WORK INSTRUCTIONS - Set down all of the entries precisely as they were written.

Source data -
==========

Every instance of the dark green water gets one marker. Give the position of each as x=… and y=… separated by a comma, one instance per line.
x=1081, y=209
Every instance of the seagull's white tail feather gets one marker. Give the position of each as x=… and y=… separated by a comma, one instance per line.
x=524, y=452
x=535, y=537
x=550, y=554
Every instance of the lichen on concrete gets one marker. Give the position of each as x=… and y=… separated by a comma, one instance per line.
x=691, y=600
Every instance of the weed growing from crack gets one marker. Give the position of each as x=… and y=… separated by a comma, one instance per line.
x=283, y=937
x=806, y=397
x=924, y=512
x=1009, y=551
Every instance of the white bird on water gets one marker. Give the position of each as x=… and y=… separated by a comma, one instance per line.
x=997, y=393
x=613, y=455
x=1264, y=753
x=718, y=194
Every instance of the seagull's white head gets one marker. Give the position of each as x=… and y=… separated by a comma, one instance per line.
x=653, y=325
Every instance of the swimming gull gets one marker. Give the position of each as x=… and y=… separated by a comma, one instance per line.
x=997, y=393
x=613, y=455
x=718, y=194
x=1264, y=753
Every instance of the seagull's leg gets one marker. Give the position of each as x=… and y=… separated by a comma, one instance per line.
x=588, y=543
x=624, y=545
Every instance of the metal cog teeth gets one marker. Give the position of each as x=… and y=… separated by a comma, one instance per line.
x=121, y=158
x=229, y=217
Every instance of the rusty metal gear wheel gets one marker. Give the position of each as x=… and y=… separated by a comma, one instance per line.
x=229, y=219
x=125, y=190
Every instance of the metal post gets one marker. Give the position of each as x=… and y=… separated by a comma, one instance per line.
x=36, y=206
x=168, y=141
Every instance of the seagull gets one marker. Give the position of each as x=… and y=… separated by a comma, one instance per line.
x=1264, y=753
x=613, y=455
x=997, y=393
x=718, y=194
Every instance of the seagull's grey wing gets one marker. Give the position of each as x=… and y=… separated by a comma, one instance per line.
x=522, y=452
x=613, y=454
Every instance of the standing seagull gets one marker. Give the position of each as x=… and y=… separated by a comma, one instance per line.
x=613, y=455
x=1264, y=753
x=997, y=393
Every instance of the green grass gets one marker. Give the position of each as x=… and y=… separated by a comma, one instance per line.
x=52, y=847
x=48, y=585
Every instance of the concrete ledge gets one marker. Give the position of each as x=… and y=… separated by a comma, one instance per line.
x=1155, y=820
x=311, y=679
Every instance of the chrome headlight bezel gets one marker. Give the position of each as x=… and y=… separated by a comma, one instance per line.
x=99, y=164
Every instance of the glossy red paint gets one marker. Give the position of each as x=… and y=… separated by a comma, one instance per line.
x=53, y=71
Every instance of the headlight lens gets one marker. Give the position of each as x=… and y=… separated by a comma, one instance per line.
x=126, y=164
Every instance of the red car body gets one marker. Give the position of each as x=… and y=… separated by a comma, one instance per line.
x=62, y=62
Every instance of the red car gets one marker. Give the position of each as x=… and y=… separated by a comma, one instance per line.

==========

ANSWER AREA -
Every instance of the dark green water gets one marker. Give the position of each as x=… and y=… separated by a comma, one instance per line.
x=1081, y=209
Every instance of the seagull's white tail feather gets one marker. Give the position of each as x=… and y=… separated by a comma, one instance per line.
x=524, y=452
x=535, y=537
x=550, y=554
Every instance of the lichen on concrete gets one marker. Give the position of each as x=… and y=… separated by a comma, one instance per line.
x=691, y=600
Every instance of the weed growing from crack gets one marker. Give the position of each as x=… and y=… separated by a comma, one instance per line.
x=283, y=937
x=806, y=397
x=924, y=512
x=1009, y=551
Every instance of the white bird on water gets one marker. Give the position of each as x=… and y=… separated by a comma, one instance per line.
x=997, y=393
x=613, y=455
x=1264, y=753
x=718, y=194
Every instance of the seagull's white head gets one marker. Give the position of each as x=… and y=… separated by a comma, one instance per line.
x=653, y=325
Every instance of the swimming gull gets one marker. Give the position of each as x=… and y=… separated by a comma, one instance per line.
x=997, y=393
x=613, y=455
x=718, y=194
x=1264, y=753
Every instance of the seagull's leg gets one marker. Give the position of each as x=… and y=… separated by a comma, one instance per line.
x=588, y=543
x=624, y=545
Every instance of the metal cog teeth gets one marker. Give the position of each as x=… and y=… separated by a comma, one instance per line.
x=121, y=158
x=229, y=217
Every instance of the rusty metal gear wheel gets one marker. Give the position of each as x=… and y=… separated by a comma, one instance per line.
x=229, y=219
x=125, y=190
Every instance of the metal post gets one marker. Give the position of each as x=… and y=… separated by a comma, one instance per line.
x=36, y=206
x=168, y=141
Every instance of the seagull gets one marker. Give the position of each as x=… and y=… separated by a comma, one instance per line.
x=1264, y=753
x=613, y=455
x=997, y=393
x=718, y=194
Every instance of the seagull's grey wing gets one marker. Give the position of each as x=… and y=… separated by a comma, one instance per line.
x=522, y=452
x=613, y=454
Every instance of the standing seagull gets one marker. Give the position of each as x=… and y=… separated by a comma, one instance per line.
x=613, y=455
x=1264, y=753
x=997, y=393
Every instance of the green grass gets one marker. Give the position of each as x=… and y=… separated by a comma, one instance per line.
x=52, y=847
x=48, y=585
Every instance of the concrete ledge gets one marker. Give the position of each as x=… and y=… separated by a comma, one instance per line.
x=1155, y=820
x=311, y=679
Every instance of the chrome headlight bezel gets one marker. Give the position of each as x=… and y=… separated by a comma, one instance per line.
x=99, y=164
Every instance of the glossy red paint gets one marker. Give the position of each as x=… and y=… separated by a comma, one instance per line.
x=53, y=71
Every instance of the headlight lens gets one marker. Give the position of each as x=… and y=… separated by a comma, one instance per line.
x=126, y=164
Every instance of the red car body gets one marker. Give the position of each as x=… and y=… separated by a comma, one instance per line.
x=62, y=62
Every instance of the red car gets one marker. Give the position of each as x=… and y=… separated by a comma, one instance per line.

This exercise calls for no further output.